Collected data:

=-=-=

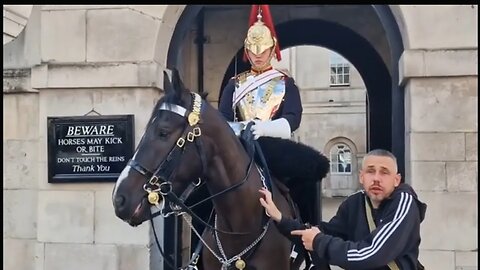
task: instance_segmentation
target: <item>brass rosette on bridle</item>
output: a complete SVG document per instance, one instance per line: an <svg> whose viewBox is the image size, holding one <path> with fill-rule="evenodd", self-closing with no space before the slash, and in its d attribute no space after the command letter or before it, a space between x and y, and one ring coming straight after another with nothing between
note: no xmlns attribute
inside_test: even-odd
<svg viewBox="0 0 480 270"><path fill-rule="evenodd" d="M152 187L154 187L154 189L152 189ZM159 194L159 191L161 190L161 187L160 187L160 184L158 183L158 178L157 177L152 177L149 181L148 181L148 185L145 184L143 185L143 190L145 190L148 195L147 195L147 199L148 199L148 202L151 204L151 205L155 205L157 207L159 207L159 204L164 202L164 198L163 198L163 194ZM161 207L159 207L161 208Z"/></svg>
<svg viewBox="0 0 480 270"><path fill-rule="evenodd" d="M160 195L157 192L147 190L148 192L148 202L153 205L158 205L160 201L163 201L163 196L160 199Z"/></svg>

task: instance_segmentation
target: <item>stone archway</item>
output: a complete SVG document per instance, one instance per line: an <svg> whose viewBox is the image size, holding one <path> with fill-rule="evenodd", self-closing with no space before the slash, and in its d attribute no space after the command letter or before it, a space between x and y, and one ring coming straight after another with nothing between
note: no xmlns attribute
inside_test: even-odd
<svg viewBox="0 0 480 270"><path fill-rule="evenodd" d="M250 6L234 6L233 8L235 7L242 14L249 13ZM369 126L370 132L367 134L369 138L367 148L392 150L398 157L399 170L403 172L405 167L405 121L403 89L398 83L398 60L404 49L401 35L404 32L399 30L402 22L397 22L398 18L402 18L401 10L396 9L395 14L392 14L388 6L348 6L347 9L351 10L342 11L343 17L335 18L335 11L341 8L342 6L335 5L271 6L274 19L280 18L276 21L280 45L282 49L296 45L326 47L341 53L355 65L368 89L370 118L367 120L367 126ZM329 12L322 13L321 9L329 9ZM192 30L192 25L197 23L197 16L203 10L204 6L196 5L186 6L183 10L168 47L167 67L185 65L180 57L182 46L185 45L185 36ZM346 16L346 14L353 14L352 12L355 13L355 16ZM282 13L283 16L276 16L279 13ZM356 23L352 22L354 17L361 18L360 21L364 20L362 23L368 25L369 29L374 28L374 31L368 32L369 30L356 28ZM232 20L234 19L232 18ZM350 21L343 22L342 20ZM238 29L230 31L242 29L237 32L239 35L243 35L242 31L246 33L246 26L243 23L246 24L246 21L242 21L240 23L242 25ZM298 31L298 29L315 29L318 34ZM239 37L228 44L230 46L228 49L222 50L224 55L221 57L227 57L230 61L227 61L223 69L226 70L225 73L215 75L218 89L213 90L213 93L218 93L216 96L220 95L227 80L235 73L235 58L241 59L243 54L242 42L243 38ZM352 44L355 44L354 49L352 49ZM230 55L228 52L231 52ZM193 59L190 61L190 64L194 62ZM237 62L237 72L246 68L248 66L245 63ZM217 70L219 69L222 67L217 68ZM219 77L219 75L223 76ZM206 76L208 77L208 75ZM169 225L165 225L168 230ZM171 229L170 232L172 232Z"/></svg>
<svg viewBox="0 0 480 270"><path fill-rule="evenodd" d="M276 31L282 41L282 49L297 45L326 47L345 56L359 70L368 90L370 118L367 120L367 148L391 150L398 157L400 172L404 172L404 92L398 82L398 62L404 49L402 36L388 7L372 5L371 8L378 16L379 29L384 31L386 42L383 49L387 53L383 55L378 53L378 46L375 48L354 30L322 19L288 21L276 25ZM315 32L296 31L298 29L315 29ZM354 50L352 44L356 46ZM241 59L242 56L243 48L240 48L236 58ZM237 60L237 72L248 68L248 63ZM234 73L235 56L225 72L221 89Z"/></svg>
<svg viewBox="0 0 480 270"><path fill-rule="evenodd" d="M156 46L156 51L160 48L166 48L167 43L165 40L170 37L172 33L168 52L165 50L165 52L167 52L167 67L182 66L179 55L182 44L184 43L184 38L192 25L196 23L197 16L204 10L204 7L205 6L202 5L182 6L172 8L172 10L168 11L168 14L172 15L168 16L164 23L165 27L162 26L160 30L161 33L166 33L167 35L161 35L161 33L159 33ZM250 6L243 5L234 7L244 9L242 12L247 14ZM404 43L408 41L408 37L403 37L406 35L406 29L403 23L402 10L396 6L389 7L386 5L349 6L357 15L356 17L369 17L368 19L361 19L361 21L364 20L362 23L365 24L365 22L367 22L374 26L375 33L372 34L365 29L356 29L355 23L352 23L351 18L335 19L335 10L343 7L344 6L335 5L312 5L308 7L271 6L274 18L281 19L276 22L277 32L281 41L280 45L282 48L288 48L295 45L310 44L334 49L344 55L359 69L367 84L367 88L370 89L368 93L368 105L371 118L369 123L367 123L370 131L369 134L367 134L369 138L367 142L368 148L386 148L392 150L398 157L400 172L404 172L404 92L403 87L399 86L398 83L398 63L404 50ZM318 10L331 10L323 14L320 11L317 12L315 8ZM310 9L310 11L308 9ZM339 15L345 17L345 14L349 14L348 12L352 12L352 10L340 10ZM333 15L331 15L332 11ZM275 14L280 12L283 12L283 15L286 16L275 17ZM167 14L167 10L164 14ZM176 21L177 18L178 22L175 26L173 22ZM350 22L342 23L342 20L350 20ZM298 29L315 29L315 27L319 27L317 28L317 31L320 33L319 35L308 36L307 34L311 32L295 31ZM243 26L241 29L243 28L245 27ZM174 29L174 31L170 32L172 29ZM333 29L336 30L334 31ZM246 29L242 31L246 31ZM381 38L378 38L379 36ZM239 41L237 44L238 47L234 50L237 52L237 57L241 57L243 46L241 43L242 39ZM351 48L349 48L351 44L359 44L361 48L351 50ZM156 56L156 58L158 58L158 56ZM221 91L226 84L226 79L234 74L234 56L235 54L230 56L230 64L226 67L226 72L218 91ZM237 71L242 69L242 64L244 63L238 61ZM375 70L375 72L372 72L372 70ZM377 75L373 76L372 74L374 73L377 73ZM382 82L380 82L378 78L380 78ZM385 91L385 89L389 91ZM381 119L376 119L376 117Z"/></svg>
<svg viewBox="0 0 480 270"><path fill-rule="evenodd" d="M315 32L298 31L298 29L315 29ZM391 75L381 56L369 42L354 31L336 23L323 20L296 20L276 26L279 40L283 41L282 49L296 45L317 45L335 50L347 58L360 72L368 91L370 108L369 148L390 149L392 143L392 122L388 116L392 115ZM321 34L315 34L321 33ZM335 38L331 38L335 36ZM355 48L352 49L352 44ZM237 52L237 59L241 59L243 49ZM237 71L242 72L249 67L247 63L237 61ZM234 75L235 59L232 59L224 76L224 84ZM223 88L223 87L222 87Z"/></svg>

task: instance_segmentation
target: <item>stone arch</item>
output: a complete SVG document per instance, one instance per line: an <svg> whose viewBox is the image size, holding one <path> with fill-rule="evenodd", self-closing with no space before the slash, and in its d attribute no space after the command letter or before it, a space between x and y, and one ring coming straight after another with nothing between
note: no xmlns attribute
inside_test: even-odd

=-=-=

What is needed is an exact copy of all the data, with no images in it.

task: instance_segmentation
target: <item>brass rosette on bridle</item>
output: a complete SVG document per instance, one instance per line: an <svg> whose viewBox is the image size, holding one <path> with fill-rule="evenodd", self-closing with no space before the slash, and in its d attribute no space after the command letter or before it, a space between x and y, and one ring coming straight after another with nothing between
note: no xmlns attribute
inside_test: even-odd
<svg viewBox="0 0 480 270"><path fill-rule="evenodd" d="M152 187L154 187L154 189L152 189ZM159 194L159 191L161 190L161 187L160 187L160 184L158 183L158 178L157 177L152 177L149 181L148 181L148 185L145 184L143 185L143 190L145 190L148 195L147 195L147 199L148 199L148 202L151 204L151 205L155 205L157 207L159 207L159 204L164 202L164 198L163 198L163 194ZM161 207L159 207L161 208Z"/></svg>
<svg viewBox="0 0 480 270"><path fill-rule="evenodd" d="M160 195L157 192L147 190L148 192L148 202L153 205L158 205L160 201L163 201L163 196L160 199Z"/></svg>

task: instance_segmentation
target: <item>stone archway</item>
output: a complete SVG document per instance, one instance per line: an <svg> whose viewBox is the image size, holding one <path> with fill-rule="evenodd", self-closing with no space before the slash, and in its d attribute no space after the command letter or before it, a space between x and y, and one ring coming straight after another with nothing between
note: no xmlns attribute
inside_test: even-odd
<svg viewBox="0 0 480 270"><path fill-rule="evenodd" d="M250 6L234 6L233 8L235 7L242 14L249 13ZM369 126L370 132L367 134L369 138L367 148L392 150L398 157L399 170L403 172L405 167L405 121L403 89L398 83L398 60L404 49L401 35L404 32L399 30L402 22L397 22L398 18L402 18L401 10L396 9L395 14L392 14L388 6L348 6L347 9L351 10L342 11L343 17L335 18L335 11L341 8L342 6L335 5L271 6L274 19L280 18L276 21L280 45L282 49L296 45L326 47L341 53L355 65L368 89L370 118L367 120L367 126ZM329 12L322 13L321 9L329 9ZM192 30L192 25L197 23L197 16L203 10L204 6L196 5L186 6L183 10L168 47L167 67L185 65L180 57L182 46L185 45L185 36ZM346 16L346 14L353 14L352 12L355 13L355 16ZM282 13L283 16L276 16L279 13ZM356 23L352 22L354 17L361 18L360 21L364 20L362 23L368 25L369 29L374 28L374 31L368 32L369 30L356 28ZM232 20L234 19L232 18ZM350 21L343 22L342 20ZM238 29L230 31L242 29L237 32L239 35L243 35L242 31L246 33L246 26L243 23L246 24L246 21L242 21L240 23L242 25ZM298 31L298 29L315 29L318 34ZM239 37L228 44L230 46L228 49L222 50L224 55L221 57L227 57L230 61L227 61L223 69L226 70L225 73L215 75L218 89L213 90L213 93L218 93L216 96L220 95L227 80L235 73L235 58L241 59L243 54L242 42L243 38ZM352 44L355 44L354 49L352 49ZM230 55L228 52L231 52ZM193 59L190 61L190 64L194 62ZM237 62L237 72L246 68L248 66L245 63ZM217 70L219 69L222 67L217 68ZM219 77L219 75L223 76ZM206 76L208 77L208 75ZM169 225L165 225L168 230ZM171 229L170 232L172 232Z"/></svg>
<svg viewBox="0 0 480 270"><path fill-rule="evenodd" d="M276 31L282 41L282 49L297 45L326 47L345 56L359 70L368 90L370 118L367 120L367 148L391 150L398 157L400 172L404 172L404 92L398 82L398 62L404 49L402 36L388 7L372 5L371 8L378 16L379 29L384 31L386 42L383 49L387 53L383 55L378 53L378 46L375 48L354 30L322 19L288 21L276 25ZM315 32L296 31L298 29L315 29ZM354 50L352 44L356 46ZM241 59L242 56L243 48L240 48L236 58ZM237 60L237 72L248 68L248 63ZM234 73L235 56L225 72L221 89Z"/></svg>
<svg viewBox="0 0 480 270"><path fill-rule="evenodd" d="M156 46L156 51L160 48L166 48L167 43L165 40L170 37L172 33L168 52L165 50L165 52L167 52L167 67L182 66L179 55L182 44L184 43L184 38L192 25L196 23L197 16L204 10L204 7L205 6L202 5L182 6L172 8L172 10L168 11L168 14L172 15L168 16L164 23L165 27L162 26L160 30L161 33L166 33L167 35L161 35L161 33L159 33ZM250 6L243 5L234 7L244 9L242 12L247 14ZM404 43L408 41L408 37L403 37L406 35L406 29L403 23L402 10L396 6L389 7L386 5L349 6L357 15L356 17L369 17L368 19L361 19L361 21L364 20L362 23L365 24L365 22L367 22L374 26L375 33L372 34L365 29L356 29L355 23L352 23L351 18L335 19L335 10L343 7L344 6L335 5L312 5L308 7L271 6L274 18L281 19L276 22L277 32L281 41L280 45L282 48L288 48L295 45L310 44L334 49L344 55L359 69L367 84L367 88L370 89L368 93L368 105L371 118L369 123L367 123L370 131L369 134L367 134L369 138L367 142L368 148L386 148L392 150L398 157L400 172L404 172L404 92L403 87L399 86L398 83L398 63L404 50ZM318 10L331 10L323 14L320 11L317 12L315 8ZM310 9L310 11L308 9ZM339 15L345 17L345 14L349 14L348 12L352 12L352 10L340 10ZM333 15L331 15L332 11ZM275 14L280 12L283 12L283 15L286 16L275 17ZM167 14L167 10L164 14ZM176 21L177 18L178 22L175 26L173 22ZM350 22L342 23L342 20L350 20ZM298 29L315 29L315 27L319 27L317 28L317 31L320 33L319 35L308 36L307 34L311 32L295 31ZM243 26L241 29L243 28L245 27ZM174 29L174 31L170 32L172 29ZM333 29L336 30L334 31ZM246 29L242 31L246 31ZM381 38L378 38L379 36ZM239 41L237 44L238 47L234 50L237 52L237 57L241 57L243 46L241 43L242 39ZM351 48L349 48L351 44L359 44L361 48L351 50ZM156 56L156 58L158 58L158 56ZM221 91L226 84L226 79L234 74L234 56L235 54L230 56L230 64L226 67L226 72L218 91ZM237 71L242 69L242 64L244 63L238 61ZM375 70L375 72L372 72L372 70ZM377 75L373 76L372 74L374 73L377 73ZM382 82L380 82L378 78L380 78ZM385 91L385 89L389 91ZM381 119L376 119L376 117Z"/></svg>
<svg viewBox="0 0 480 270"><path fill-rule="evenodd" d="M315 32L298 31L298 29L315 29ZM391 75L381 56L369 42L354 31L336 23L323 20L296 20L276 26L279 40L283 41L282 49L296 45L317 45L335 50L347 58L360 72L368 91L370 108L369 148L390 149L392 143L392 122L388 116L392 115ZM321 34L315 34L321 33ZM335 38L331 38L335 36ZM355 48L352 49L352 44ZM237 52L237 59L241 59L243 49ZM237 71L242 72L249 67L247 63L237 61ZM234 75L235 59L232 59L224 76L224 84ZM223 88L223 87L222 87Z"/></svg>

task: instance_segmentation
target: <item>stone arch</item>
output: a complete SVG document per instance, one instance per line: an <svg> whose viewBox is the image size, holding one <path> with fill-rule="evenodd", self-closing with no space before the slash, and in its d attribute no space after the command letter or before it, a space between x and y, and one ring coming straight after another with nothing between
note: no xmlns attribute
inside_test: even-odd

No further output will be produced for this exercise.